[Start of READING TEXT]

That is when I panicked. The only other idea I had was that there was somehow a way to optimize the search for the answer for dp[x][y] based on what we found for dp[x][y+1]. But how?

I tried many ideas that were many wrong or did not optimize things too well.

I was about to give up, but around 4 minutes before the end of the coding phase I had an idea!.

Remember that the Euclid() is a straight line when we make a graphic for the values of y2? In fact, Euclid() depends only on the difference between y2 and y. This means that the Euclid used between y2 and y2 + M is the same as the one between y and y + M. Now, if for y2 we know the value of M, then we should not pick a smaller new M for y. And we cannot pick a M larger than M+1.

But why? It is difficult to explain without drawing it:

Well, the two top pictures are the values of y2 that we will try. Let us see why is it not necessary to try the bottom ones.

For the bottom versions. We will simplify notation by defining E(M) - the cost to move in a straight line between (x,y) and (x,y+M) and D(y) which is equal to dp[x+1][y]. So, the total cost to move from (x,y) to (x+1,y+M) will be: E(M)+D(y).

[End of READING TEXT]

EXERCISE TASK A
Return each line of the listing below that contains the word "slope", treating case as significant.

[Start of EXTRACTED INFORMATION]

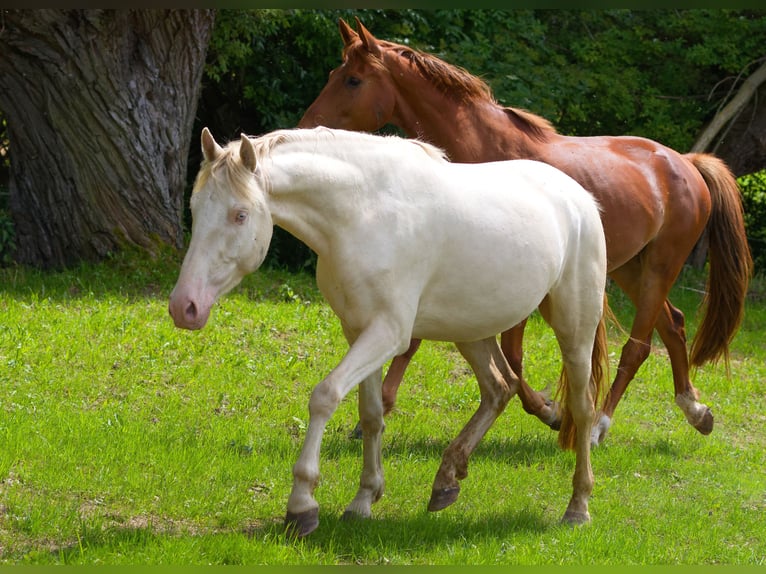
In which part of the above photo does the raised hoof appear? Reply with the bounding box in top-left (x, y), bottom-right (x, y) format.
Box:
top-left (545, 400), bottom-right (561, 432)
top-left (285, 508), bottom-right (319, 538)
top-left (694, 408), bottom-right (714, 435)
top-left (428, 486), bottom-right (460, 512)
top-left (561, 510), bottom-right (590, 526)
top-left (348, 422), bottom-right (362, 439)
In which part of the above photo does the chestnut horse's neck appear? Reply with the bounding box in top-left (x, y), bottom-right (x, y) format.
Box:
top-left (383, 47), bottom-right (556, 163)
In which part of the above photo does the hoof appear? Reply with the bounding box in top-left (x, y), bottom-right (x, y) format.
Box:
top-left (694, 407), bottom-right (713, 435)
top-left (285, 508), bottom-right (319, 538)
top-left (348, 422), bottom-right (362, 439)
top-left (545, 400), bottom-right (561, 431)
top-left (590, 415), bottom-right (612, 448)
top-left (428, 486), bottom-right (460, 512)
top-left (340, 510), bottom-right (367, 522)
top-left (561, 510), bottom-right (590, 525)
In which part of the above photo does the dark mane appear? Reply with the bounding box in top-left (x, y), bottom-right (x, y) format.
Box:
top-left (396, 46), bottom-right (556, 141)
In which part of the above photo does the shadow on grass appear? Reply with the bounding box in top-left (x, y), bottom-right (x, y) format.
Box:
top-left (42, 509), bottom-right (561, 565)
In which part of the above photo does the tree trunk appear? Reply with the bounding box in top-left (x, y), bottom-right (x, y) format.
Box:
top-left (686, 58), bottom-right (766, 269)
top-left (0, 10), bottom-right (214, 267)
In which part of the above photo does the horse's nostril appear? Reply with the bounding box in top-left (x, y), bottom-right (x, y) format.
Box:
top-left (184, 301), bottom-right (197, 321)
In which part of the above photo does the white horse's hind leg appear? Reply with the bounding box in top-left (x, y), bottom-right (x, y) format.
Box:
top-left (562, 356), bottom-right (596, 524)
top-left (428, 337), bottom-right (519, 511)
top-left (343, 370), bottom-right (385, 518)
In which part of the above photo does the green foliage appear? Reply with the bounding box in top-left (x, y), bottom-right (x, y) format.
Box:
top-left (0, 254), bottom-right (766, 567)
top-left (196, 9), bottom-right (766, 269)
top-left (737, 171), bottom-right (766, 275)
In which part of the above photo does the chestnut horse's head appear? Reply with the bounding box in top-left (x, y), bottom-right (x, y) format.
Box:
top-left (298, 18), bottom-right (396, 132)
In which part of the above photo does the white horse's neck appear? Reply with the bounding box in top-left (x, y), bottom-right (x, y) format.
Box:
top-left (262, 130), bottom-right (448, 256)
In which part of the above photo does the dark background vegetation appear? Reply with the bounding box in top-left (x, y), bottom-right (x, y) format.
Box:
top-left (0, 9), bottom-right (766, 271)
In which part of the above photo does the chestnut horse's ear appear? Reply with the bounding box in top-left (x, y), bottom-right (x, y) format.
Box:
top-left (239, 134), bottom-right (256, 172)
top-left (355, 16), bottom-right (380, 58)
top-left (338, 18), bottom-right (359, 47)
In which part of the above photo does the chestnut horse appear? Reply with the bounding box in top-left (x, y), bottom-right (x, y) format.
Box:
top-left (168, 128), bottom-right (606, 536)
top-left (299, 15), bottom-right (752, 442)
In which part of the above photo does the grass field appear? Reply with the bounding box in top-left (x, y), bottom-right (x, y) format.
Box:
top-left (0, 249), bottom-right (766, 565)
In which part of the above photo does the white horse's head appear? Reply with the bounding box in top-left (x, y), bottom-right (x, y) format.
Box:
top-left (168, 128), bottom-right (274, 329)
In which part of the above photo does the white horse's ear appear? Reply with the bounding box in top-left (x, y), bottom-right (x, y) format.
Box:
top-left (239, 134), bottom-right (256, 172)
top-left (338, 18), bottom-right (359, 47)
top-left (355, 16), bottom-right (380, 58)
top-left (202, 128), bottom-right (223, 161)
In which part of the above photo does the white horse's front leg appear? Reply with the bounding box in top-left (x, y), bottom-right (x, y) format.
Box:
top-left (285, 326), bottom-right (402, 536)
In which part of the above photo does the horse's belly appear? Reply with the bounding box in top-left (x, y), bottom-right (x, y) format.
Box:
top-left (413, 264), bottom-right (558, 341)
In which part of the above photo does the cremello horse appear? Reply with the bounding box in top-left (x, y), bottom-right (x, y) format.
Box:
top-left (169, 128), bottom-right (606, 536)
top-left (299, 15), bottom-right (752, 441)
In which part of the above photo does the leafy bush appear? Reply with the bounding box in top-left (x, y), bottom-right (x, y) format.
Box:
top-left (737, 170), bottom-right (766, 274)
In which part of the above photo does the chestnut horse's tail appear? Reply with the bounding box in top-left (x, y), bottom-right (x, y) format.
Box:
top-left (684, 153), bottom-right (753, 368)
top-left (556, 293), bottom-right (611, 450)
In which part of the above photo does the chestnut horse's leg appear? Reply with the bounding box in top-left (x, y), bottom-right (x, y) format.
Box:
top-left (351, 339), bottom-right (421, 438)
top-left (596, 252), bottom-right (713, 443)
top-left (500, 319), bottom-right (561, 430)
top-left (657, 301), bottom-right (714, 435)
top-left (428, 337), bottom-right (519, 511)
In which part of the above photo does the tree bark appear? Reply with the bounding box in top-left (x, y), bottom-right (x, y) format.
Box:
top-left (0, 10), bottom-right (214, 268)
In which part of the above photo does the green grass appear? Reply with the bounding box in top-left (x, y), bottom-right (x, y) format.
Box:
top-left (0, 249), bottom-right (766, 565)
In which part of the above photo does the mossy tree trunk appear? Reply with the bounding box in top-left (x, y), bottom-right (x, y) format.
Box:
top-left (0, 10), bottom-right (214, 268)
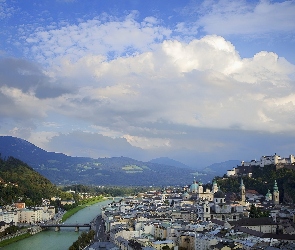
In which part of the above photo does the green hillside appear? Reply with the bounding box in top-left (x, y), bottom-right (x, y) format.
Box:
top-left (0, 157), bottom-right (60, 205)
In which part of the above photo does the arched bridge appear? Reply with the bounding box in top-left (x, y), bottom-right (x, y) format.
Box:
top-left (39, 224), bottom-right (91, 232)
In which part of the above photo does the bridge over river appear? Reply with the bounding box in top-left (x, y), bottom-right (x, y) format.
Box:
top-left (38, 223), bottom-right (91, 232)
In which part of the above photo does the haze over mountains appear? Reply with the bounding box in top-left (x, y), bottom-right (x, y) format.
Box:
top-left (0, 136), bottom-right (239, 186)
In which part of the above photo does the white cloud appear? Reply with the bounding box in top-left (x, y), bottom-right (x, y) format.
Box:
top-left (37, 36), bottom-right (295, 148)
top-left (196, 0), bottom-right (295, 35)
top-left (25, 13), bottom-right (171, 63)
top-left (0, 0), bottom-right (15, 20)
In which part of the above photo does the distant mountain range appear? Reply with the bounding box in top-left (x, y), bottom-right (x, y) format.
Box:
top-left (0, 136), bottom-right (240, 186)
top-left (202, 160), bottom-right (241, 176)
top-left (149, 157), bottom-right (191, 168)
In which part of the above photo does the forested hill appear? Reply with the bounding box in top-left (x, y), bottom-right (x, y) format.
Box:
top-left (0, 136), bottom-right (214, 186)
top-left (0, 157), bottom-right (60, 205)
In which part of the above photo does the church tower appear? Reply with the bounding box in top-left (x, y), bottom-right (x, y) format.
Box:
top-left (212, 180), bottom-right (218, 194)
top-left (272, 180), bottom-right (280, 204)
top-left (240, 178), bottom-right (246, 204)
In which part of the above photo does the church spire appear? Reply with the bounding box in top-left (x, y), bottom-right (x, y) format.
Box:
top-left (240, 178), bottom-right (246, 203)
top-left (272, 180), bottom-right (280, 204)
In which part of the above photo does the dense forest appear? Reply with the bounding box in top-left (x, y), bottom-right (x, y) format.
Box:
top-left (215, 165), bottom-right (295, 203)
top-left (0, 157), bottom-right (63, 206)
top-left (62, 184), bottom-right (156, 197)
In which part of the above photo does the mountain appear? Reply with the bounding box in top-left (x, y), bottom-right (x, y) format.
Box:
top-left (0, 157), bottom-right (60, 205)
top-left (149, 157), bottom-right (190, 168)
top-left (0, 136), bottom-right (211, 186)
top-left (202, 160), bottom-right (241, 176)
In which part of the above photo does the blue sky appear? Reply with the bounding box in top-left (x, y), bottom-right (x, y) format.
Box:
top-left (0, 0), bottom-right (295, 168)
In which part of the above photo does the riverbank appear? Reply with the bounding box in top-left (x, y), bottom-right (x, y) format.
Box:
top-left (61, 196), bottom-right (106, 222)
top-left (0, 233), bottom-right (32, 247)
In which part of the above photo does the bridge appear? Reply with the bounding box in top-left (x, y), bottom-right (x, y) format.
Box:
top-left (38, 224), bottom-right (91, 232)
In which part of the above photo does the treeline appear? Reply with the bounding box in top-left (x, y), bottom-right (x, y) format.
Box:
top-left (0, 156), bottom-right (71, 206)
top-left (215, 165), bottom-right (295, 203)
top-left (62, 185), bottom-right (154, 197)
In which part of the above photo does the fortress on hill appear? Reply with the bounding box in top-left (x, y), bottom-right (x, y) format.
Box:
top-left (226, 153), bottom-right (295, 177)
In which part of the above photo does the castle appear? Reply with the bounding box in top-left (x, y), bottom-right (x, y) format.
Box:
top-left (226, 153), bottom-right (295, 177)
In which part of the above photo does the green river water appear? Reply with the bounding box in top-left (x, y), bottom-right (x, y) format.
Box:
top-left (1, 200), bottom-right (110, 250)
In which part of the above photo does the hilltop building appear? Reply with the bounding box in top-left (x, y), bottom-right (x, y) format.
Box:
top-left (226, 154), bottom-right (295, 177)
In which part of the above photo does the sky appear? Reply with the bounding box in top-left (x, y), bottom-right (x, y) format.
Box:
top-left (0, 0), bottom-right (295, 169)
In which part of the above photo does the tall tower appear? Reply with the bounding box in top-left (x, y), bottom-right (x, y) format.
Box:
top-left (212, 180), bottom-right (218, 194)
top-left (272, 180), bottom-right (280, 204)
top-left (240, 178), bottom-right (246, 203)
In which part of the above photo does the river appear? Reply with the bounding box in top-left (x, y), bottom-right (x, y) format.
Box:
top-left (1, 200), bottom-right (110, 250)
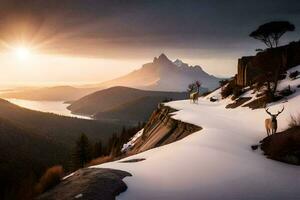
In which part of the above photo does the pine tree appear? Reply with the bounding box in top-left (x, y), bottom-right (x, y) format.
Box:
top-left (93, 140), bottom-right (104, 158)
top-left (74, 133), bottom-right (91, 168)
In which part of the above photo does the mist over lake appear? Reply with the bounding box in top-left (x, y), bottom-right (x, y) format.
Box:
top-left (6, 98), bottom-right (92, 119)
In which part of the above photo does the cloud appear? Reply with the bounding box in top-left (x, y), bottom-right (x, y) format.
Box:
top-left (0, 0), bottom-right (300, 57)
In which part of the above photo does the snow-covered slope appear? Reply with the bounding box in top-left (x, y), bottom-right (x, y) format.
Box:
top-left (95, 66), bottom-right (300, 200)
top-left (100, 54), bottom-right (220, 92)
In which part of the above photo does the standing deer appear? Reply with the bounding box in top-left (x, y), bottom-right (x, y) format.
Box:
top-left (190, 81), bottom-right (201, 103)
top-left (265, 106), bottom-right (284, 136)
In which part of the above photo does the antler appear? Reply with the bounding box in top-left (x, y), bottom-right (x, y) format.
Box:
top-left (276, 106), bottom-right (284, 116)
top-left (265, 108), bottom-right (272, 116)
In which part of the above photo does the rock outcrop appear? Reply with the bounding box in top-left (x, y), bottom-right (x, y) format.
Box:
top-left (130, 105), bottom-right (201, 154)
top-left (37, 168), bottom-right (131, 200)
top-left (236, 41), bottom-right (300, 87)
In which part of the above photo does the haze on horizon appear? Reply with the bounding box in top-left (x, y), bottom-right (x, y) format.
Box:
top-left (0, 0), bottom-right (300, 86)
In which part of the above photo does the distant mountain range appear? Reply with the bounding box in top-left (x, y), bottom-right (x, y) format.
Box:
top-left (0, 86), bottom-right (100, 101)
top-left (0, 99), bottom-right (122, 199)
top-left (97, 54), bottom-right (221, 92)
top-left (0, 54), bottom-right (221, 101)
top-left (68, 86), bottom-right (187, 123)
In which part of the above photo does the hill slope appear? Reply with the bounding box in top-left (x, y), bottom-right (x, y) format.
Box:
top-left (98, 54), bottom-right (220, 92)
top-left (95, 66), bottom-right (300, 200)
top-left (68, 87), bottom-right (186, 121)
top-left (0, 99), bottom-right (122, 200)
top-left (0, 118), bottom-right (69, 199)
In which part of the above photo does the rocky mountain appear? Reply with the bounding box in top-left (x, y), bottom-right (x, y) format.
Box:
top-left (100, 54), bottom-right (220, 91)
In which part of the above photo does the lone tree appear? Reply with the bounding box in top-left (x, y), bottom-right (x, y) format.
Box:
top-left (74, 134), bottom-right (91, 168)
top-left (249, 21), bottom-right (295, 48)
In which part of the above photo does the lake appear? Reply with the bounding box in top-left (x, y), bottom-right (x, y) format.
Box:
top-left (6, 99), bottom-right (92, 120)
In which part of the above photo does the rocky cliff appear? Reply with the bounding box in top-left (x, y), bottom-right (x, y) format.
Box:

[End of EXTRACTED INFORMATION]

EXERCISE TASK B
In the dynamic programming text above, what is the only thing Euclid() depends on?

RESPONSE A
In which part of the above photo does the snow-covered slope appear? Reply with the bounding box in top-left (x, y), bottom-right (x, y) format.
In which part of the above photo does the hill slope appear? Reply with the bounding box in top-left (x, y), bottom-right (x, y) format.

RESPONSE B
The difference between y2 and y.